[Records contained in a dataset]
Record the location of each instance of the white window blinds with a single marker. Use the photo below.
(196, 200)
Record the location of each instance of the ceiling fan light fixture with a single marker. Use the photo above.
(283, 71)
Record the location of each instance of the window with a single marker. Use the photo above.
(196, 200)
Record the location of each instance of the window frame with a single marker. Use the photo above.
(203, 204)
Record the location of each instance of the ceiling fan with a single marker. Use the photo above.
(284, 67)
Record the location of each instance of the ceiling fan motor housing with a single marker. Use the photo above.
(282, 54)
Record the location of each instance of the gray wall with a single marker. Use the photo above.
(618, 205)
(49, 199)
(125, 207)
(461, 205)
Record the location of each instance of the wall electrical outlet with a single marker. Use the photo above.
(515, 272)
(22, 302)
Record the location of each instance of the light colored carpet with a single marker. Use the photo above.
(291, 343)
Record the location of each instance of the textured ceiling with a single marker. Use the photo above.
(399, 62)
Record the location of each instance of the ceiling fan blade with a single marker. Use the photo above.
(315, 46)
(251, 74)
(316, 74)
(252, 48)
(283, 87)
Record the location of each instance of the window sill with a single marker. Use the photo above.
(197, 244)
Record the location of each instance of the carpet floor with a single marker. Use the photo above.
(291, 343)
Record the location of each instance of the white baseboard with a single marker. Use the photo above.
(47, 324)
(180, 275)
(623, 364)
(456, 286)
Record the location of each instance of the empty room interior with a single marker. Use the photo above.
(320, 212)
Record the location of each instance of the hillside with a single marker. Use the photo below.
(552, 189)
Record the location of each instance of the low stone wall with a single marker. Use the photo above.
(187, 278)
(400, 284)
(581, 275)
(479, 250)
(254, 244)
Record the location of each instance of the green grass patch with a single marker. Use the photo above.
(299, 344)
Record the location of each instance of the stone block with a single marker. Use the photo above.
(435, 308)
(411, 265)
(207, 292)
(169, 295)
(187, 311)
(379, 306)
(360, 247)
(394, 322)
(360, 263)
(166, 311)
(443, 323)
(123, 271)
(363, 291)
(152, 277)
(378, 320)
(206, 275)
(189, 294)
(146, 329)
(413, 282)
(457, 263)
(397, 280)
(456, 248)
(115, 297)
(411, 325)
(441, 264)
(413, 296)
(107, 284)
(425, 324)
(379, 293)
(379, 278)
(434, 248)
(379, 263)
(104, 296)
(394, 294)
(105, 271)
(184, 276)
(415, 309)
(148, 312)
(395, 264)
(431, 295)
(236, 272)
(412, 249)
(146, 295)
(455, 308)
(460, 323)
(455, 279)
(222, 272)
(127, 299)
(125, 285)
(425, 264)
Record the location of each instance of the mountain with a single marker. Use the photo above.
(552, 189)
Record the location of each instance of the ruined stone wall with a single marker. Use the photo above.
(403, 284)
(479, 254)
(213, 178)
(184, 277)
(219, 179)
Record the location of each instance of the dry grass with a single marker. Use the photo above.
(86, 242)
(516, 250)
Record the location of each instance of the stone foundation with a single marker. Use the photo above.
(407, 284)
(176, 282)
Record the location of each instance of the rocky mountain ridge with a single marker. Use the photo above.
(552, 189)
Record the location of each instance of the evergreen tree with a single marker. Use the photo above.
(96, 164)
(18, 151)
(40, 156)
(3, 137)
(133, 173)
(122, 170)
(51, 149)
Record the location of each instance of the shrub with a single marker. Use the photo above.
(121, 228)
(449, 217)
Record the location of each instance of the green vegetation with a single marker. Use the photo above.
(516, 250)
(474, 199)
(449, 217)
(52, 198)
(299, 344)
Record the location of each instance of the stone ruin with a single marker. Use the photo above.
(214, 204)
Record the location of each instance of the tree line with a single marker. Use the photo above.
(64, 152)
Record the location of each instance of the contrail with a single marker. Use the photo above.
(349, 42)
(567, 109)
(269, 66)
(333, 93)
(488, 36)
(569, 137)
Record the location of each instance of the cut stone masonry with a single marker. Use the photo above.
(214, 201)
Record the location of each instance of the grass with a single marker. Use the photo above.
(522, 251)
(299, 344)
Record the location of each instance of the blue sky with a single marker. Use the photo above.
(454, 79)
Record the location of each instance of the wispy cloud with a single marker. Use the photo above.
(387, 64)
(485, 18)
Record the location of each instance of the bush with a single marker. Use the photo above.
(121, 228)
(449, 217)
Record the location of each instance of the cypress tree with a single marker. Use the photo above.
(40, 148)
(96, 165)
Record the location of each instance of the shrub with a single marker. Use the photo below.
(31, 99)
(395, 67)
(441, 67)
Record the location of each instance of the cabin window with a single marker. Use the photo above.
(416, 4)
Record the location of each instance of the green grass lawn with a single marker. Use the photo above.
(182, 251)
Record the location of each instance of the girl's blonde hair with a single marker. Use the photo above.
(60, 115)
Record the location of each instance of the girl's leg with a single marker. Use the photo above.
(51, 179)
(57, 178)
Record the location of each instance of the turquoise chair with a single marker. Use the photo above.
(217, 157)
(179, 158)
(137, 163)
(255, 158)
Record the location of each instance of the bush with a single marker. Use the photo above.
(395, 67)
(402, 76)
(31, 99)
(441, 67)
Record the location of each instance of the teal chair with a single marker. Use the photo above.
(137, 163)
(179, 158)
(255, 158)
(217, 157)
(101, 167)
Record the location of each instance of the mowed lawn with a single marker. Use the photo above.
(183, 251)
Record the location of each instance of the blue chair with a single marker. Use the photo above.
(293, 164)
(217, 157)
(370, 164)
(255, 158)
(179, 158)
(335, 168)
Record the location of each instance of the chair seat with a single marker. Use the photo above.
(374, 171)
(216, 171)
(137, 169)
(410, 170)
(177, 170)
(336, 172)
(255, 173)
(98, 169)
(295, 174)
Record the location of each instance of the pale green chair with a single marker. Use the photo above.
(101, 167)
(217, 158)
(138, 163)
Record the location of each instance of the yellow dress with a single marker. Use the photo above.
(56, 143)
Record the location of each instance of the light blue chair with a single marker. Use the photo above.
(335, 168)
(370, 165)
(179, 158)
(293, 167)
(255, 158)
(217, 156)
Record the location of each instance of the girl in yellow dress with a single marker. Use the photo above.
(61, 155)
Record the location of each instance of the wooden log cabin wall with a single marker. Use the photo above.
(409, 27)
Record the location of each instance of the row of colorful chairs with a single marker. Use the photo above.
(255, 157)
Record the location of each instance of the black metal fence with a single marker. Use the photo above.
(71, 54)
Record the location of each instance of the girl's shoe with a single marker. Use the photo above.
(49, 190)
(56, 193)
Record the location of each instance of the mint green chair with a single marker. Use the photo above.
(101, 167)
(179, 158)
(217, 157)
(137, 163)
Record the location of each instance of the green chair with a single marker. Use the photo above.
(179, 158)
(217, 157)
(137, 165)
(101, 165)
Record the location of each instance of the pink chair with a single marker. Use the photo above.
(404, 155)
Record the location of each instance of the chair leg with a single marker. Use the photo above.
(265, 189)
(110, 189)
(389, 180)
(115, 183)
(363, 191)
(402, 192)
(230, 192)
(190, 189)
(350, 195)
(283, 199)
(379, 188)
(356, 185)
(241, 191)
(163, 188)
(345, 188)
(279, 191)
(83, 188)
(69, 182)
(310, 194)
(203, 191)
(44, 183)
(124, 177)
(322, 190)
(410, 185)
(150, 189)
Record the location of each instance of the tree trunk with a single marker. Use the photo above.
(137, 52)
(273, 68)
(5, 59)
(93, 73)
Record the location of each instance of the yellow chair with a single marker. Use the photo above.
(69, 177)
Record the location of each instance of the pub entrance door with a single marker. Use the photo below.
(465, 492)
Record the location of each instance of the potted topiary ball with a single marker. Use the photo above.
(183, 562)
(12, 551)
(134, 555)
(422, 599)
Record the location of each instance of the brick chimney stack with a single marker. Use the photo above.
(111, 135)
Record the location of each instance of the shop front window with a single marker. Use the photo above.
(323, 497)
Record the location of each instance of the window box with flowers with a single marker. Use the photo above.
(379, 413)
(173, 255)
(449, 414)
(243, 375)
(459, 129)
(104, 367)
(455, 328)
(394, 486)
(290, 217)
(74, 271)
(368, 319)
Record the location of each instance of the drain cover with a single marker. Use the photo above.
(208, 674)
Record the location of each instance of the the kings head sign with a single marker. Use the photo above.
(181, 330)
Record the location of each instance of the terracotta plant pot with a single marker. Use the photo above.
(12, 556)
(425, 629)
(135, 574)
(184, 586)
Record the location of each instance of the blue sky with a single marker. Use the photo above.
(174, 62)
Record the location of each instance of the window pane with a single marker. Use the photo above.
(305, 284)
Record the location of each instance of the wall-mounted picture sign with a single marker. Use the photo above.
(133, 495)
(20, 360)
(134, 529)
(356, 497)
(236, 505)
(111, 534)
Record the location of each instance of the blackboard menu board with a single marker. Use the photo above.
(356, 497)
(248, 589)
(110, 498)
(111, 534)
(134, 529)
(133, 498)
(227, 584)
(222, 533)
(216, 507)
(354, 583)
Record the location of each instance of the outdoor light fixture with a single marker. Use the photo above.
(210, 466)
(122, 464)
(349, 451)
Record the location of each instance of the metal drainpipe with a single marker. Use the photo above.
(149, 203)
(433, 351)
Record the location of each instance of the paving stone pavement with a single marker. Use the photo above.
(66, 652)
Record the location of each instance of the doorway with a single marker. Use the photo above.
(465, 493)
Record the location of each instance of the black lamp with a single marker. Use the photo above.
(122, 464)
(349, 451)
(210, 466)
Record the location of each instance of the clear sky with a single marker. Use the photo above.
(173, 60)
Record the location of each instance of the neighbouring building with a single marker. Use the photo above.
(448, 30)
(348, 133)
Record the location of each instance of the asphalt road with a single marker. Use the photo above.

*EXERCISE:* Give again, word for word, every line from the one holding "Record the location of each instance of the doorway" to the end of the data.

*EXERCISE OUTPUT:*
Record the location of each instance of the doorway with a single marker. Use the photo above.
(465, 493)
Record the location of each instance of the black lamp with a single marker. Use the photo above.
(122, 464)
(349, 451)
(210, 466)
Record the location of each instance of the clear sky with a single marker. Use the photo above.
(173, 60)
Record the location of each instance of the neighbouring building with a single marker. Use the photo above.
(448, 30)
(348, 133)
Record the location of each instance of the asphalt road with a single marker. Use the photo above.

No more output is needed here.